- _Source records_
------------------------------------------------------------
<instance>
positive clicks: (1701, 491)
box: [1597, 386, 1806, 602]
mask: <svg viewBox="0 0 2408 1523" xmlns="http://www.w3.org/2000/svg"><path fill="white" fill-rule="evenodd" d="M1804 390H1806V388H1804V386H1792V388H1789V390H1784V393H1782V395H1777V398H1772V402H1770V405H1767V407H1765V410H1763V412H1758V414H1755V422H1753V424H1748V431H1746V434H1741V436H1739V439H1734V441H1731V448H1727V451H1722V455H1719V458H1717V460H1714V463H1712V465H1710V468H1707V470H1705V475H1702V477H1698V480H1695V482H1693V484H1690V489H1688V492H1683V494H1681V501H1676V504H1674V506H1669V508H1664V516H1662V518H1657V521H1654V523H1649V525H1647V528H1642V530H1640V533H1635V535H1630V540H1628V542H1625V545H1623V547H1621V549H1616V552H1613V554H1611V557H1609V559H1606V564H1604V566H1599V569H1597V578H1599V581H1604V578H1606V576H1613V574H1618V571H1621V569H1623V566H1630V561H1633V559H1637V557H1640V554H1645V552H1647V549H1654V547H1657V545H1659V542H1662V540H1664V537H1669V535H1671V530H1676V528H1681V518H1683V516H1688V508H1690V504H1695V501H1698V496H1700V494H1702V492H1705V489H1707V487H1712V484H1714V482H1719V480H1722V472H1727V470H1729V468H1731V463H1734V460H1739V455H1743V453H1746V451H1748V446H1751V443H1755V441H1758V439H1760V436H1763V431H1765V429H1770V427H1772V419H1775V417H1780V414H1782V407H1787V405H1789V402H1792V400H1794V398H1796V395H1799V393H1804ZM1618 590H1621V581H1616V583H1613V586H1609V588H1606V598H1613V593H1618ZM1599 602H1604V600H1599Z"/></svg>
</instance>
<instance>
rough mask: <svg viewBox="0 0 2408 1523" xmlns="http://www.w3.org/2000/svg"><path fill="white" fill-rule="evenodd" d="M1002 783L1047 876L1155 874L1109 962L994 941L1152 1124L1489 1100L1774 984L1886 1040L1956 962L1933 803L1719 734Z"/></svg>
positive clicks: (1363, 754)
------------------------------------------------------------
- _WORK REQUIRED_
Which lines of the source records contain the string "clicks"? Locate and copy each of them in full, treating uppercase and lowercase as different.

- _COMPLETED TASK_
positive clicks: (1701, 491)
positive clicks: (1363, 754)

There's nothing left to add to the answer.